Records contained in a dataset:
- - - - -

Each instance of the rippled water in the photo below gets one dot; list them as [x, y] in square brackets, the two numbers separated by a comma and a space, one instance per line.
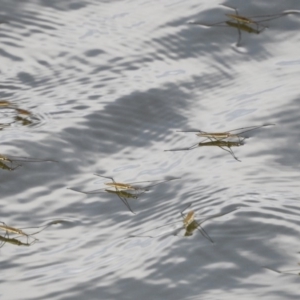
[108, 84]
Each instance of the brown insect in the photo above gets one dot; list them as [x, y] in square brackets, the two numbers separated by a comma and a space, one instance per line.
[242, 23]
[190, 224]
[217, 139]
[13, 230]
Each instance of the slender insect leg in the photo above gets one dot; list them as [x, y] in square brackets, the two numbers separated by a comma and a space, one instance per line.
[185, 209]
[204, 233]
[239, 37]
[207, 25]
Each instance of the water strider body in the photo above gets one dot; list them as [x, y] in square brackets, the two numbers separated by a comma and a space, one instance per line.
[14, 230]
[226, 134]
[217, 139]
[242, 23]
[120, 189]
[190, 224]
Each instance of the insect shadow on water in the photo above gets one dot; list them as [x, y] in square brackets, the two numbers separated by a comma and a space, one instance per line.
[291, 272]
[217, 139]
[121, 189]
[13, 230]
[190, 224]
[242, 23]
[13, 159]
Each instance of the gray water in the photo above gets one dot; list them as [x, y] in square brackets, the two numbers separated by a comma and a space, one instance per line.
[108, 84]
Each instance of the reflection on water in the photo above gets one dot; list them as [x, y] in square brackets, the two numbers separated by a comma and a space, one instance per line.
[291, 272]
[117, 78]
[12, 160]
[13, 116]
[121, 188]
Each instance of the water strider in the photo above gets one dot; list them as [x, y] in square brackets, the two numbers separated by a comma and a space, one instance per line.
[190, 224]
[120, 189]
[226, 134]
[220, 144]
[242, 23]
[13, 230]
[217, 139]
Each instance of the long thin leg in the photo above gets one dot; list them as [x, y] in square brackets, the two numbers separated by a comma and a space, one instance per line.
[88, 192]
[207, 25]
[204, 233]
[189, 205]
[285, 272]
[167, 180]
[239, 37]
[185, 149]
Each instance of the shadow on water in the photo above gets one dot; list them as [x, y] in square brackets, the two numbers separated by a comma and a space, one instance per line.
[133, 126]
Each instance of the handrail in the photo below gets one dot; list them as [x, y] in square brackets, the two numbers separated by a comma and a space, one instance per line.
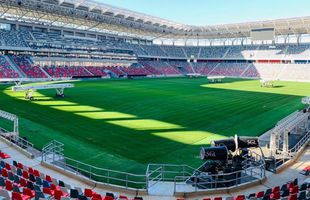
[300, 143]
[212, 179]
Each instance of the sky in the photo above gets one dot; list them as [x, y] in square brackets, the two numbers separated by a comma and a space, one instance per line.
[213, 12]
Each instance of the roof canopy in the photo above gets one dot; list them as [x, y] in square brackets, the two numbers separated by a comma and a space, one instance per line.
[92, 16]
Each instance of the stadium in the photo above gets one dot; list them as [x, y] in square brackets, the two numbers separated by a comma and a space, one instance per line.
[101, 102]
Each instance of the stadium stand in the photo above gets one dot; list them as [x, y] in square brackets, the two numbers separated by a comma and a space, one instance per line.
[205, 68]
[174, 51]
[66, 71]
[97, 71]
[148, 66]
[6, 71]
[230, 69]
[135, 70]
[31, 71]
[192, 52]
[11, 38]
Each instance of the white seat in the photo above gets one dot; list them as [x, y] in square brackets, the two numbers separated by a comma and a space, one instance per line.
[5, 194]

- - - - -

▶ TASK REQUIREMENTS
Each entry above should be written out again exactly, without its pictures.

▶ RESPONSE BELOW
Each instance of the rippled water in the photo below gets one dot; list them as [x, y] in square brackets, the two numbers separated by a comma and a space, one instance per line.
[108, 84]
Each instance of the brown insect in the photo above gets one dot; list them as [x, y] in square brackets, the two numbers separated by a comma and a space, one instance per line.
[242, 23]
[190, 224]
[217, 139]
[13, 230]
Each instance of the slender insect leg in the photo above gets one dot; list them as [x, y] in square brackets, the two numbers separated by a comma and a space, one instance per line.
[185, 209]
[204, 233]
[239, 37]
[207, 25]
Each instance of the water strider body in the photo above gets one dot; list them as [x, y] in square brackets, the two numbers separated by a comma and a space, one instance per line.
[14, 230]
[226, 134]
[217, 139]
[242, 23]
[120, 189]
[190, 224]
Each instance of the insect shadow on water in the photo above gets one dot; list them as [x, y] in square brackets, the two numbers separated by a comma and a space, one instance per line.
[291, 272]
[217, 139]
[121, 189]
[13, 230]
[190, 224]
[242, 23]
[13, 159]
Each instance of the gray water in the photo above gets one dot; list them as [x, y] in square brackets, the two numbers separated by a comma and a space, one instance per line.
[108, 84]
Each instance of the reflection on water in the photo above gets one dot; list them as [x, y] in square brackets, the two numbers separated by a comma and a space, one instance per line.
[291, 272]
[117, 78]
[12, 160]
[13, 116]
[121, 188]
Each instance of the water strider in the photo above gets one dot; list them as [x, y] in square brackets, the two numbers separated by a comma and a space, one instance per line.
[190, 224]
[120, 189]
[226, 134]
[220, 144]
[242, 23]
[13, 230]
[217, 139]
Each instance of the long thin leg in the photo above gets one dot; list them as [x, y] in square brackets, the two numbers separated by a comma and a space, one instance per line.
[88, 192]
[207, 25]
[204, 233]
[189, 205]
[285, 272]
[167, 180]
[239, 37]
[185, 149]
Each instance of the shadow on water in the photo above gets one dot; list them as [x, y] in square brackets, the two numbers separated by a comma and a space, one instance per line.
[133, 126]
Each instance of the handrail in the photo below gets one dot; list them as [x, y] in square brackets, the two numbers separated by a comma and a space, one instance per line.
[300, 143]
[212, 179]
Each instance of the sky in the photo above gets one dot; list them as [x, y] in square brackets, the two numbers separated by a comma and a space, one instance per line.
[213, 12]
Each instance of the roof canopy in the photo above gets one dot; list them as [x, y] in square brackets, the two numbers separated by a comma and a space, one instance per line.
[92, 16]
Each instance of the stadium in the photo above gets one dot; list them as [x, y] in square brackets, the two numbers separated by a comma and a space, one instance per line.
[101, 102]
Each instance of the stadium stand in the photo above gets one dot; list them as [x, y] in square brackets, the two numbers separated by a comma and a space, one instance per line.
[205, 68]
[174, 51]
[66, 71]
[97, 71]
[148, 66]
[6, 71]
[230, 69]
[135, 70]
[31, 71]
[192, 52]
[11, 38]
Each instance of the white seat in the photo above gets one dot; list them as [x, y] in square brackets, the two numbers separated by a comma and a space, one instance per line.
[5, 194]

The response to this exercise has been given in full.